EXERCISE TASK -> Reproduce each of the following entries word for word, leaving out the images.

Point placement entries
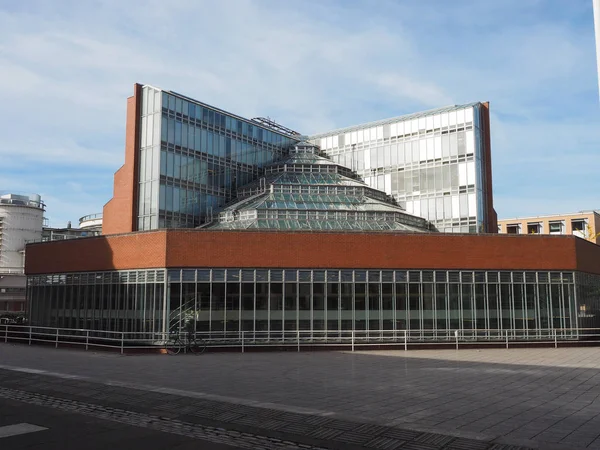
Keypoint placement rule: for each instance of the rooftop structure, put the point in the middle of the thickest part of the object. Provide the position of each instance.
(583, 224)
(291, 238)
(185, 160)
(306, 191)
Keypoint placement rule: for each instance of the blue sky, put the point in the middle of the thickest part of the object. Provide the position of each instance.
(67, 67)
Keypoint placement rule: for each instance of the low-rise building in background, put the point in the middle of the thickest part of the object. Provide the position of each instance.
(584, 224)
(21, 220)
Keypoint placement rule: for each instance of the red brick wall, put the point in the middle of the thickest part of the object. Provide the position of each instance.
(137, 250)
(204, 248)
(588, 258)
(120, 213)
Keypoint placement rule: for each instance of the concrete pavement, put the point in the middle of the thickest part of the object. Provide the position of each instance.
(536, 398)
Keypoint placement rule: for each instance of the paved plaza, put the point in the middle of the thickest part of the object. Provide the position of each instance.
(430, 399)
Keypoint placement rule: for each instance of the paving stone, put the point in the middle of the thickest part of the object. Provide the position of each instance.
(385, 443)
(435, 439)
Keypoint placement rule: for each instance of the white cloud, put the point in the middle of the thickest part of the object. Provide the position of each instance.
(312, 66)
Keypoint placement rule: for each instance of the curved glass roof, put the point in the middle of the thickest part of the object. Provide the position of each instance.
(306, 191)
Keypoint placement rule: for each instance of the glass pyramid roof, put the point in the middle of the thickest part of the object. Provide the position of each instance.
(306, 191)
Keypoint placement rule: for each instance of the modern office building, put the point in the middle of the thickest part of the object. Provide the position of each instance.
(21, 218)
(584, 224)
(290, 238)
(436, 164)
(184, 160)
(91, 223)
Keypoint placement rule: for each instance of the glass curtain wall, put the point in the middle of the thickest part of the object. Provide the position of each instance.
(432, 163)
(425, 303)
(195, 156)
(129, 301)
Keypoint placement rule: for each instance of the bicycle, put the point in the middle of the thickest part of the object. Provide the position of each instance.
(187, 343)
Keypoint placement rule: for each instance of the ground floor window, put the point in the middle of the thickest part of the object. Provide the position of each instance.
(318, 302)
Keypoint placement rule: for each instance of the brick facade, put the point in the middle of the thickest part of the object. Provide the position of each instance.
(120, 213)
(205, 248)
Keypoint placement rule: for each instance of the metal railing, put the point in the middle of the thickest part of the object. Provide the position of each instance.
(297, 339)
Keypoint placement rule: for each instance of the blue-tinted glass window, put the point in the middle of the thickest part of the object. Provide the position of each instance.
(170, 164)
(228, 148)
(178, 132)
(164, 126)
(221, 149)
(209, 144)
(177, 166)
(197, 135)
(163, 162)
(171, 131)
(184, 134)
(191, 143)
(169, 198)
(161, 197)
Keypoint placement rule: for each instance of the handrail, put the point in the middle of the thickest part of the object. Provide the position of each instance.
(123, 340)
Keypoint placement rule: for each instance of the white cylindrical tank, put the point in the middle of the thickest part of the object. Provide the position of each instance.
(21, 219)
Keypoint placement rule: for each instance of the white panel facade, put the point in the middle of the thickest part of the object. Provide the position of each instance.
(427, 161)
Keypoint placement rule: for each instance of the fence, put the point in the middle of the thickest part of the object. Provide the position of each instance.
(243, 340)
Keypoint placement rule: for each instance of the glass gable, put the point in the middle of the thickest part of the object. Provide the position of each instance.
(306, 191)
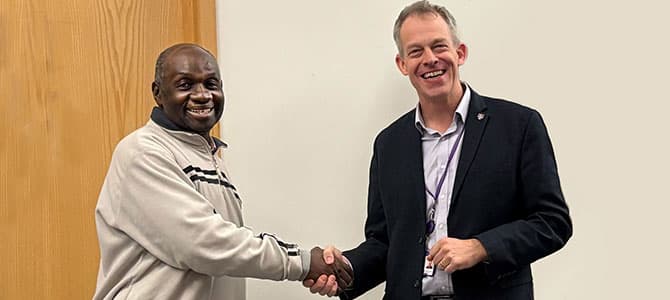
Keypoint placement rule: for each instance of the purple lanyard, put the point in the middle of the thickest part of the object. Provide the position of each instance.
(444, 175)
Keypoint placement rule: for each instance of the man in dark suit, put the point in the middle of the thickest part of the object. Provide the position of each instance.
(464, 191)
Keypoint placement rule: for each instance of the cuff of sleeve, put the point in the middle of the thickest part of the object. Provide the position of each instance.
(306, 258)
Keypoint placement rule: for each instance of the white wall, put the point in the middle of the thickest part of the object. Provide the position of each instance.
(310, 83)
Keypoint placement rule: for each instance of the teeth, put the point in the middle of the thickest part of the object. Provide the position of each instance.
(201, 111)
(432, 74)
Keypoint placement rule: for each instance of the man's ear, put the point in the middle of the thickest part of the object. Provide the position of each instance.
(155, 90)
(462, 52)
(400, 63)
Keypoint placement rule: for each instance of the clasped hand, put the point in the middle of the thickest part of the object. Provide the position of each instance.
(329, 273)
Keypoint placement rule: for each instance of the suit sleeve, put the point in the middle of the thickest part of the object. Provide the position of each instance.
(160, 210)
(544, 225)
(369, 258)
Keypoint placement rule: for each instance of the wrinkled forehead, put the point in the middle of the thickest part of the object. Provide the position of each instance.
(191, 59)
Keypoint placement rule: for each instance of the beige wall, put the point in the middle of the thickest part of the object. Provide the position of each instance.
(310, 83)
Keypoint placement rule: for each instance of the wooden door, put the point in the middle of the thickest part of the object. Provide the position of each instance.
(75, 78)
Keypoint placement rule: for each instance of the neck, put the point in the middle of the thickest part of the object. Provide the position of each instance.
(439, 113)
(208, 138)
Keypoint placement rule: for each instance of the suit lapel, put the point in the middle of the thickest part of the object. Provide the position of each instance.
(413, 154)
(475, 124)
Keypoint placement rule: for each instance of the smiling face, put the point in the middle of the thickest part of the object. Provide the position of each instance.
(189, 90)
(430, 58)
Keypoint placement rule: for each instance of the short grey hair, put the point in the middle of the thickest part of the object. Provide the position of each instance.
(422, 8)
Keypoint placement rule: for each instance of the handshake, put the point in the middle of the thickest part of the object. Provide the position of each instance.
(329, 272)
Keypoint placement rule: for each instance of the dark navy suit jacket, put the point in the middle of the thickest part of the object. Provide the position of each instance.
(506, 194)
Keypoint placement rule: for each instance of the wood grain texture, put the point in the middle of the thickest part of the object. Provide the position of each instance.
(74, 79)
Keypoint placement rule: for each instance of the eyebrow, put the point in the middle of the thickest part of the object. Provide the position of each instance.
(433, 42)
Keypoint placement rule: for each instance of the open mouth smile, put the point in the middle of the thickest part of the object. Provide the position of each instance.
(433, 74)
(200, 112)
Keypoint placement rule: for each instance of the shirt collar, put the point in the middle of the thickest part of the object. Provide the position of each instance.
(461, 110)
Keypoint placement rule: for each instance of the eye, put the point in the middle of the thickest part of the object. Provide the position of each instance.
(212, 84)
(441, 47)
(183, 85)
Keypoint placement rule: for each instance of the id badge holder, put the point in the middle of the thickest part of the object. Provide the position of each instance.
(428, 268)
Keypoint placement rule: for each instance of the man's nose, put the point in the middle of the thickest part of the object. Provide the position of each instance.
(201, 93)
(429, 57)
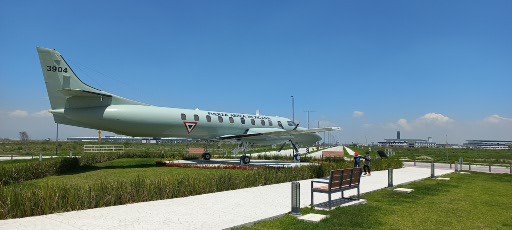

RESULT ->
Keypoint placement rule: for each instance of the rooftop structure, put the point in the middle of the thickest part of the object. Provide the position of each instance.
(583, 224)
(291, 238)
(185, 160)
(306, 191)
Keypoint placement rule: for each instance of the blue sky, put the point in the middle of the thickest part of the object. Provide the position of each instance.
(67, 67)
Keypoint placement rule: for each instance of the low-rise building in background, put the point in the middle of the thickest part of the object. Provide the position of each instance.
(584, 224)
(21, 220)
Keypoint placement rule: for each instance of the red brick wall, put the point in the middle of the thickest part of the object. Provide the position of each instance.
(137, 250)
(204, 248)
(588, 258)
(120, 213)
Keypoint placement rule: for each instance of the concrete pavement, put the point in the middle of the thickest part of the object. Provide the position of each instance.
(536, 398)
Keypoint placement rule: for each instance of the paved plaza, put the point in the middle of the thickest part of the object. Provide the position of each instance.
(430, 399)
Keypoint placement rule: for each instance of the paving stone, put the point in the middle of the thickest part of the object. Provide the position of each instance.
(385, 443)
(435, 439)
Keypoint placement rule: for each instance of the white cloud, put the point in the middle of the thickest part of the object. Provide the position of each instance.
(312, 66)
Keypoint placement rule: for each instance of the curved glass roof, put the point in the middle of the thickest part of the object. Provide the position of each instance.
(306, 191)
Keypoint placement rule: for each instance of the glass pyramid roof, put the point in the middle of the thickest part of the object. Provide the position of each instance.
(306, 191)
Keypoint placement rule: for each instance of the modern office building, put the point in the middle of the thickest part of the object. Provide the position of each instance.
(21, 218)
(584, 224)
(290, 238)
(436, 164)
(184, 160)
(91, 223)
Keypoint placement rule: for each instance of the glass curtain wall, put the point in the middle of the thickest part of the object. Provide the position of each instance.
(432, 163)
(425, 303)
(195, 156)
(129, 301)
Keypoint placement rule: for each instance of the bicycle, put the point in the middle of the thickest part of the object. Provide the position of each instance.
(187, 343)
Keypoint placement rule: for each instance of the ground floor window, put the point in the middle of the thickest part of the object. Provide the position of each instance.
(318, 302)
Keypoint placement rule: for each instance of the brick facade, put the point in the middle of the thickest part of the object. Provide the position of each instance.
(120, 213)
(205, 248)
Keypoint placement rule: for each instance of the metal railing, put the point in the middle of the thickest part of the object. Provide the position of each instance.
(297, 339)
Keypoint placement rule: for each instance of the blue-tinted glass window, put the point in the middle of the thickest part of the object. Provide the position of each instance.
(170, 164)
(228, 148)
(178, 132)
(164, 126)
(221, 149)
(209, 144)
(177, 166)
(197, 135)
(163, 162)
(171, 131)
(184, 134)
(191, 143)
(169, 198)
(161, 197)
Keypoint placement rule: for each instance of the handrail, put the point in the middle of the thickest part of the object. Provide the position of each instance.
(123, 340)
Keypoint placement rule: for each instance of the white cylindrical tank, put the point in the middle of the thickest part of the object. Provide the position of each instance.
(21, 219)
Keypoint placement rule: for each instance of the white panel facade, put the point in the middle of the thickest part of the object. Provide the position of each instance.
(427, 161)
Keypoint placement rule: for each instance of the fence, put the point in the middle of the thickest part of the object. Provide the position of each instance.
(243, 340)
Keypoint placement rule: for each instance of the glass gable, put the point in the middle of the thickest part of the object. Provide the position of each instance.
(306, 191)
Keypoint placement rule: for each instance of the purple lanyard, put the point in the middle of the thickest part of the object. Provide the position of each instance.
(444, 175)
Keypoint placement rule: for each instance of the man in dark suit, put the point in the middle of the thickest part of the object. Provide the position of each instance.
(464, 191)
Keypoint placement rule: for each instance of the cuff of sleeve, put the point in the middle of the thickest part of the object. Provide the position of each instance.
(306, 258)
Keypoint placement rule: for each instance of the white wall, put the point in the middle of the thickest part of the object. Provide the position of each instance.
(310, 83)
Keypoint placement rule: for each instance of the teeth, put the point in the middle of the thickest part of the object. Provide the position of each instance.
(201, 111)
(432, 74)
Keypoint placement rule: for each instance of the man's ear, put the point in the middle of the thickest part of the object. Provide the position of each instance.
(155, 90)
(462, 52)
(400, 63)
Keypoint placement rule: for each instance of the clasped hand, put the point in the middle of the thickest part of the object. Provide the position of each instance.
(329, 273)
Keypoint placement rule: for each instance of the suit sleeve, put the point in the middle of the thickest part of the object. Provide the position of each instance.
(160, 210)
(544, 225)
(369, 258)
Keypoint placement rule: for each instance of the wrinkled forehead, put the point in the middle of the thickest part of the object. Provide the position of each instance.
(191, 59)
Keypoint placement rule: for each instance of the beige wall, put the point in the middle of the thickest part of the object. Provide the position of each instance.
(310, 83)
Keypoint placement rule: for each instance of the wooden door, put the point in the middle of the thickest part of the object. Provide the position of each instance.
(75, 78)
Keypoint placement rule: for each instance of the neck, put the point in the middle of the thickest part of the object. Provide the position of each instance.
(439, 113)
(208, 138)
Keypoint placement rule: for each instance of the suit lapel, put the point in the middle of the thickest part of the object. Provide the position of each instance.
(413, 154)
(475, 124)
Keypoint placement rule: for each instance of the smiling face, put the point in the middle of the thickest part of the object. Provide the position of each instance.
(189, 90)
(430, 58)
Keypoint placement rule: for each instance of the short grey hair, put the point in the middle of the thickest part of the object. Provide the position of each instance.
(422, 8)
Keypoint placement rule: for each instance of the handshake, put the point in the middle of the thickest part of the object. Provide the position of each instance.
(329, 272)
Keypoint placement rule: for each instance of the dark navy suit jacket, put the point in the middle of the thickest part of the object. Provide the position of each instance.
(506, 194)
Keypoint placement rule: for each instance of the wood grain texture, put the point in the middle of the thickest part of the object. Provide the position of each instance.
(74, 79)
Keypoint placement rule: for each instance of the eyebrow, put the point in the middle of the thickest part of the object. Provide the position of each instance.
(433, 42)
Keypoint placement rule: for each instance of the open mouth smile, put the point in the middle of the thickest part of the object. Provide the position of each instance.
(433, 74)
(200, 112)
Keypoint placement rule: for each instance of the shirt collar, put the point in the middle of the thickest part of the object. Provide the position of each instance.
(461, 110)
Keypoint placement rule: for each instance of the eye, put the point in the middle of the thickest part of the object. Provide the position of each instance.
(212, 84)
(441, 47)
(183, 85)
Keypoint placement rule: for each instance of the id badge holder, put the point in the middle of the thickest part of the object. Provide the position of each instance.
(428, 268)
Keypoint placement rule: for each instance of the man's nose, put the point in the middle of the thickest part of the object. Provide the position of each instance.
(201, 93)
(429, 57)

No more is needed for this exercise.